Written problem: Omit all images. Transcribe the rest of the material below exactly.

Start of Supplied material

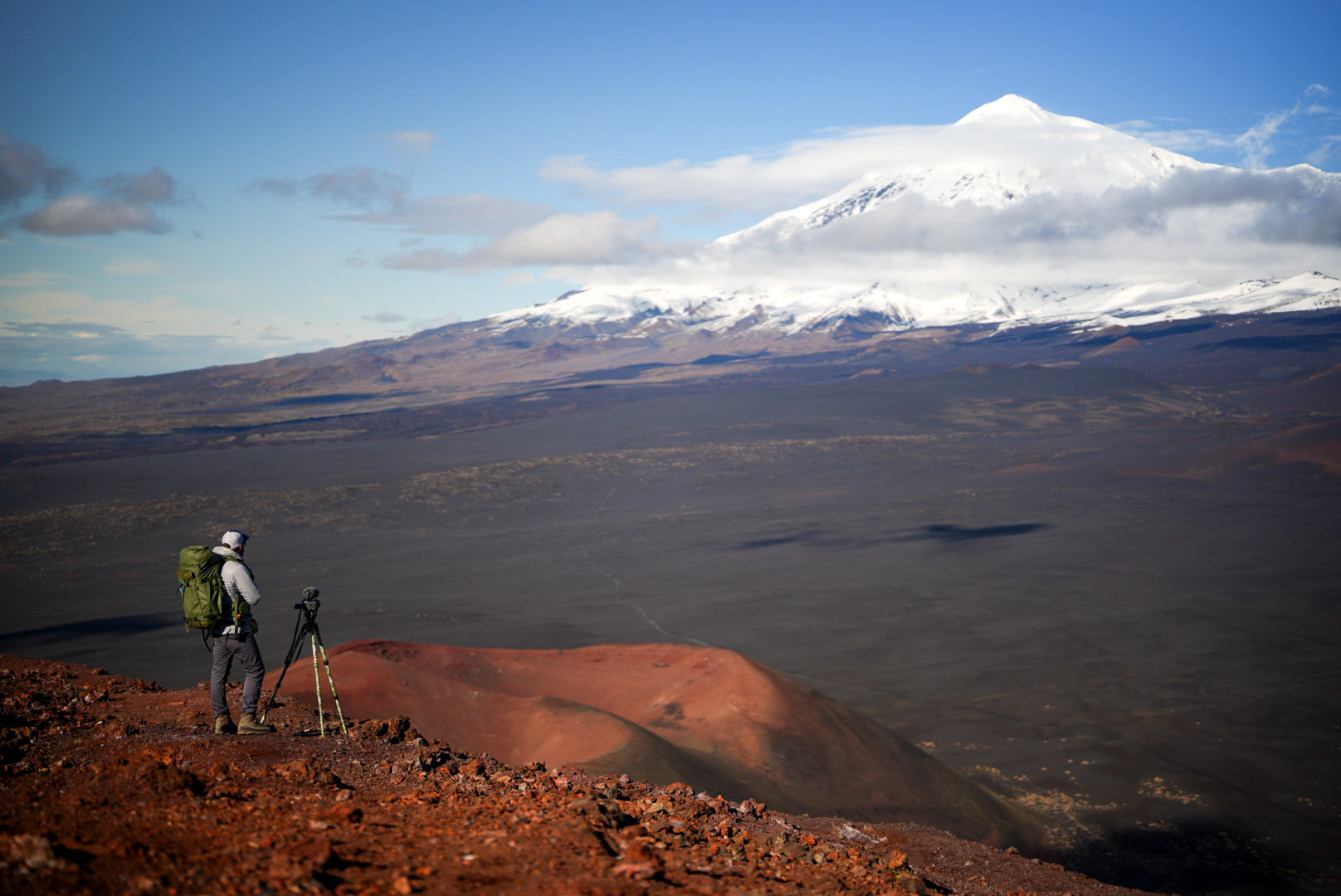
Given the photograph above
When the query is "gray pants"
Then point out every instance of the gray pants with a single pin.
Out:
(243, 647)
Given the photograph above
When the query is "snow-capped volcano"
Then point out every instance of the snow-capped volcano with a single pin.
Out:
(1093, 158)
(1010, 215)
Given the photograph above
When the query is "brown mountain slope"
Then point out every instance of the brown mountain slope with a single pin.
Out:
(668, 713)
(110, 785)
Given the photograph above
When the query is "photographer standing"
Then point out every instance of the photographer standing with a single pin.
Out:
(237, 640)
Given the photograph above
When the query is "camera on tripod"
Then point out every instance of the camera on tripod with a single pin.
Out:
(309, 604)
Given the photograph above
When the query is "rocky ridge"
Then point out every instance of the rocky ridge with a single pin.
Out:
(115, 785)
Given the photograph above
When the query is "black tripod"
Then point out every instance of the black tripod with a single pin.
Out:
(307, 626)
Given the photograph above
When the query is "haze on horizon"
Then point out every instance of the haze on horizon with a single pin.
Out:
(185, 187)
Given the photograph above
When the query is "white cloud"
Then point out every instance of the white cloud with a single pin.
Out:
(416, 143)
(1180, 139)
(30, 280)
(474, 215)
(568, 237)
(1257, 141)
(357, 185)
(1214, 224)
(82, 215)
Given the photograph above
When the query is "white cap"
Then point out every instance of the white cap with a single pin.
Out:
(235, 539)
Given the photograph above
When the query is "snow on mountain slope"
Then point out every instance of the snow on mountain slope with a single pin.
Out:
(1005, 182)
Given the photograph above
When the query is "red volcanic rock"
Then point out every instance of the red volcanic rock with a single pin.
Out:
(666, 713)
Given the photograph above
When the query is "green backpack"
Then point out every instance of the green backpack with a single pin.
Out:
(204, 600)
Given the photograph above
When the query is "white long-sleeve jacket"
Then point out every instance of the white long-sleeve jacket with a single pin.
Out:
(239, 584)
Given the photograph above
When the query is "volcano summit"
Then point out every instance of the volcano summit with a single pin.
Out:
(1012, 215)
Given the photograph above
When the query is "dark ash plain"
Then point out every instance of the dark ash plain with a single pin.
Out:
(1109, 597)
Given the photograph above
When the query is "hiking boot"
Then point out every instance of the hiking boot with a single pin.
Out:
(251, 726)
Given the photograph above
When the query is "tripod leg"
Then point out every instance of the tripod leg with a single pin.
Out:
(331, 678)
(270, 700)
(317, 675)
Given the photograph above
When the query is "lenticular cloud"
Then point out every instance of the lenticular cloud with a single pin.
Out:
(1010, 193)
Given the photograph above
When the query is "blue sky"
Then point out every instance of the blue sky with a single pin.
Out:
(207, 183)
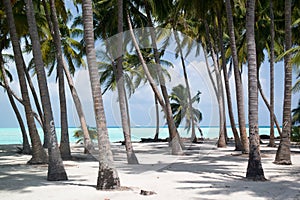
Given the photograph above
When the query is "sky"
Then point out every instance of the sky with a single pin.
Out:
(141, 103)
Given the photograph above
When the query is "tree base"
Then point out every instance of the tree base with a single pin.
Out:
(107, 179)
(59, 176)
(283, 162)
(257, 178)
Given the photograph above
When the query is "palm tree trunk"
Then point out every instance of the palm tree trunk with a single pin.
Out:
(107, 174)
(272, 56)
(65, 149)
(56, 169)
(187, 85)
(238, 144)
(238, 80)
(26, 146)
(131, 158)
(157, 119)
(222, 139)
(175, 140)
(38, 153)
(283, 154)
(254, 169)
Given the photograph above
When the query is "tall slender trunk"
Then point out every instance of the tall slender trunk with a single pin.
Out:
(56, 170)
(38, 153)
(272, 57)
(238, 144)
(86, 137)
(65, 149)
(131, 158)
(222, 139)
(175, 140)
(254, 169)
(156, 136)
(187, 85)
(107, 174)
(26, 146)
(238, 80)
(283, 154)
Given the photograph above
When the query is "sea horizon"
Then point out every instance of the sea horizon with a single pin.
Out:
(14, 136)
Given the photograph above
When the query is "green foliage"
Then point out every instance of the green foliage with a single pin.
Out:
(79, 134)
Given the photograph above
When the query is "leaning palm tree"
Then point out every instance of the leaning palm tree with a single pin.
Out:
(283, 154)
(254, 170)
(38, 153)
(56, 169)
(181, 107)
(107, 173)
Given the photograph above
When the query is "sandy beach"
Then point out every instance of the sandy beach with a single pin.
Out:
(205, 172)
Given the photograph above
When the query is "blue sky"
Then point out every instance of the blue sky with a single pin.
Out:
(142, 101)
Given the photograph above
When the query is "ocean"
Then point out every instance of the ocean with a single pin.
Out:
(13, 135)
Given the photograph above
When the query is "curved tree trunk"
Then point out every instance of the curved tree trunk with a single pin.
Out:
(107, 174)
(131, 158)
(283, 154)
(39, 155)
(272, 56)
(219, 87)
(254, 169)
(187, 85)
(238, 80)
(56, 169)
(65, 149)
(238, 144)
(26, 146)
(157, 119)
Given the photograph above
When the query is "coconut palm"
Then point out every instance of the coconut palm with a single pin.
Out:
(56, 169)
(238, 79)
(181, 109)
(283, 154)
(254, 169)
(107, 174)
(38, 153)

End of Supplied material

Result for this task:
Given the photograph above
When the query is "gray pants"
Then point out every instance of the gray pants with a single pin.
Out:
(243, 647)
Given the photograph above
When the query is "snow-capped volcano"
Then point out every instance of the snow-capped volcano with a single pin.
Out:
(1093, 158)
(1010, 215)
Given the photograph above
When the query is "brown mountain slope"
Then point out every instance of the brown mountain slope with a single pin.
Out:
(668, 713)
(110, 785)
Given the photograph above
When the query is "photographer standing"
Then point out every instance of the photographer standing with a single pin.
Out:
(237, 640)
Given the photograph above
When the query is "camera on tripod"
Then point out every instance of the camera on tripod with a single pin.
Out:
(309, 604)
Given the photograph above
When the query is "rocky ridge"
Then point out every instance of the rocky ridge with a single pin.
Out:
(115, 785)
Given the photograph above
When the query is "black tripod"
Then point out every instance of the black tripod with a single pin.
Out:
(307, 626)
Given the photograph above
When the query is "haze on horizon"
Then point out every instance of the haze on horizon with a single pin.
Out:
(185, 187)
Given the photograph above
When the query is "white cloud"
Then point out every instance of the white cloud with a single pin.
Out:
(416, 143)
(1180, 139)
(30, 280)
(474, 215)
(568, 237)
(1257, 141)
(357, 185)
(1214, 224)
(82, 215)
Given the photograph above
When the query is "white cap"
Then point out every instance of the white cap with a single pin.
Out:
(235, 539)
Given the photograph above
When the query is "snow on mountain slope"
Then point out every instance of the snow on mountain slope with a single pin.
Out:
(1005, 182)
Given the photograph above
When the query is "red volcanic rock"
Then point out every instance of the red volcanic rock with a single pin.
Out:
(666, 713)
Given the photograph above
When the query is "green backpack"
Then point out every instance of the green backpack with a single pin.
Out:
(204, 600)
Given the photograph above
When the query is "white long-sleeve jacket"
Then point out every instance of the white long-sleeve jacket with a single pin.
Out:
(239, 584)
Given the photograph above
When the query is "volcano summit"
Then point out every instance of the volcano summit with a single pin.
Out:
(1012, 215)
Given the photograph above
When the query is "dark ash plain"
Then point out every instance of the dark ash plain with a single pin.
Out:
(1109, 597)
Given the photograph above
When the query is "hiking boot"
Then point out every instance of the hiking boot with a single pin.
Out:
(251, 726)
Given the photograph above
When the query is "tripod leg"
Then point out every instance of the tripod leg with a single pin.
Out:
(331, 678)
(270, 700)
(317, 675)
Given the photograph above
When the query is "lenticular cloud"
Then point out every instance of the lenticular cloud with a single pin.
Out:
(1010, 193)
Given the photograph above
When the query is "blue sky"
Then point out every instance of the blue sky with a single pin.
Out:
(207, 183)
Given the photograph above
When the query is "sky"
Then point out every instance of the sky with a single pin.
Out:
(141, 103)
Given the photograph above
When the query is "tree base"
Then point out every instance of the tree base with a single pin.
Out:
(107, 179)
(59, 176)
(283, 162)
(257, 178)
Given the photograph above
When the query is "palm tree trunk"
Then point out every instance of the palm tree trunk with a single pin.
Out:
(107, 174)
(272, 56)
(65, 149)
(56, 169)
(187, 85)
(238, 144)
(238, 80)
(26, 146)
(131, 158)
(157, 119)
(222, 139)
(175, 140)
(38, 153)
(283, 154)
(254, 169)
Given the photograph above
When the query is "tall slender trunk"
Then point out every instance of the tall slender trunk with a single pin.
Out:
(56, 170)
(38, 153)
(272, 57)
(238, 144)
(86, 137)
(65, 149)
(131, 158)
(222, 139)
(175, 140)
(254, 169)
(156, 136)
(187, 85)
(107, 174)
(26, 146)
(238, 80)
(283, 154)
Given the photograph above
When the query is "sea horizon"
Then point out every instance of the sea horizon with a single pin.
Out:
(14, 136)
Given the photograph above
When the query is "green foliage"
Then point out every instance of the green foliage with a single pin.
Out:
(79, 134)
Given the photograph above
When the query is "leaning palm tree"
Then point out every instance of the leaning palm tree with a single pin.
Out:
(283, 154)
(254, 170)
(38, 153)
(56, 169)
(181, 107)
(107, 173)
Given the photograph above
When the query is "sandy beach"
Then point out every instance of the sandy beach with a single pin.
Out:
(205, 172)
Given the photograph above
When the query is "blue sky"
Then point out every instance of the blue sky with a single pin.
Out:
(142, 101)
Given the photograph above
When the query is "ocean"
Then point out every instance of the ocean with a single pin.
Out:
(13, 135)
Given the photograph above
When the query is "curved tree trunk"
Then point out every instance of the curved tree trunk with a single pin.
Out:
(107, 174)
(131, 158)
(283, 154)
(39, 155)
(272, 56)
(219, 87)
(254, 169)
(187, 85)
(238, 80)
(56, 169)
(65, 149)
(238, 144)
(26, 146)
(157, 119)
Given the photograph above
When the query is "coconut palm"
Then point out every instance of the coconut palm with a single pin.
Out:
(56, 169)
(238, 79)
(181, 109)
(283, 154)
(254, 169)
(107, 174)
(38, 153)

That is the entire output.